QUOTED PASSAGE
--------------------------------

Patna High Court
Md. Yasin And Ors. vs The State on 27 January, 1954
Equivalent citations: 1954(2)BLJR196, AIR 1954 PATNA 437
Author: Chief Justice
Bench: Chief Justice
JUDGMENT Imam, C.J.
1. This is an application to quash certain proceedings pending against the petitioners, or, in the alternative to transfer the case from the file of the present Magistrate.
2. So far as the matter of quashing is concerned, the learned counsel for the petitioners did not press that matter so earnestly as the question of transfer, because if he succeeded on the question of transfer he would place the submissions on behalf of the accused before the Court below in support of the contention that the accused should have been discharged, as there was no evidence upon which the charges could have been framed against them.

--------------------------------

RECORD LIST
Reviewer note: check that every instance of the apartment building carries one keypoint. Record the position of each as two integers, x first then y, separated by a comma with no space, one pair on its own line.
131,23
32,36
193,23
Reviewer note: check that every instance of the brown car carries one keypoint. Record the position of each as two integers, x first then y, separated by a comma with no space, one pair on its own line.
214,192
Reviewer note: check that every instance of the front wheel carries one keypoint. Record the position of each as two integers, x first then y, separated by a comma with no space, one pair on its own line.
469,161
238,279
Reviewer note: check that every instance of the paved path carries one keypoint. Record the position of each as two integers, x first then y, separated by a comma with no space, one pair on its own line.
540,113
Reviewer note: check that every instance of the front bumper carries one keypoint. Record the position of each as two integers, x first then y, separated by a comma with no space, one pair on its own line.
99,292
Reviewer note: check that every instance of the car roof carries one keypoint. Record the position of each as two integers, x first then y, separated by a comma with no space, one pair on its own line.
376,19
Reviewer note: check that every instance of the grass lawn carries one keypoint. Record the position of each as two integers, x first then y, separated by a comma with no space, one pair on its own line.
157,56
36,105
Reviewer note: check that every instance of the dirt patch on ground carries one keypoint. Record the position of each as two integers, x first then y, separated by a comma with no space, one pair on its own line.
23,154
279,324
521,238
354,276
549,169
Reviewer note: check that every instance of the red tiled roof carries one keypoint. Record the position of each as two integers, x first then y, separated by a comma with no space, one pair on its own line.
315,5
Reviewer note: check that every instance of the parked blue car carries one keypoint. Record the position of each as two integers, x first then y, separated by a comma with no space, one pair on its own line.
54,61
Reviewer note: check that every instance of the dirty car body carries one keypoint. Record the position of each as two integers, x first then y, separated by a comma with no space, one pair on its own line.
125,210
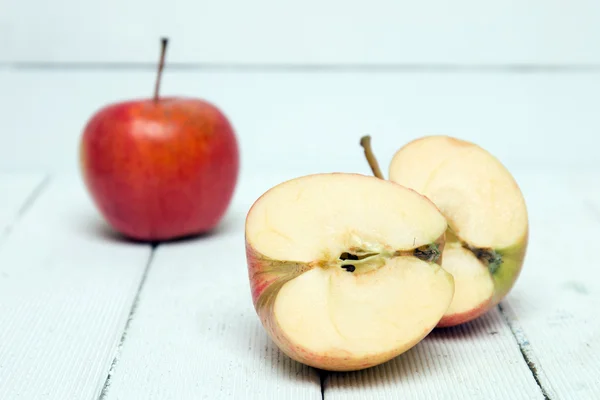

--------------------------------

YOUR TASKS
(a) According to the Patna High Court judgment, why did counsel for the petitioners press the question of transfer more earnestly than the matter of quashing?
(b) Repeat the part of the Patna High Court judgment that begins at the words "Patna High Court" and stops after "the present Magistrate.".
The records aren't needed for this work.

ANSWERS TO EACH TASK
(a) If counsel won on transfer, he would argue before the Court below that the accused should have been discharged. His ground was that no evidence existed on which the charges could have been framed against them.

(b)
Patna High Court
Md. Yasin And Ors. vs The State on 27 January, 1954
Equivalent citations: 1954(2)BLJR196, AIR 1954 PATNA 437
Author: Chief Justice
Bench: Chief Justice
JUDGMENT Imam, C.J.
1. This is an application to quash certain proceedings pending against the petitioners, or, in the alternative to transfer the case from the file of the present Magistrate.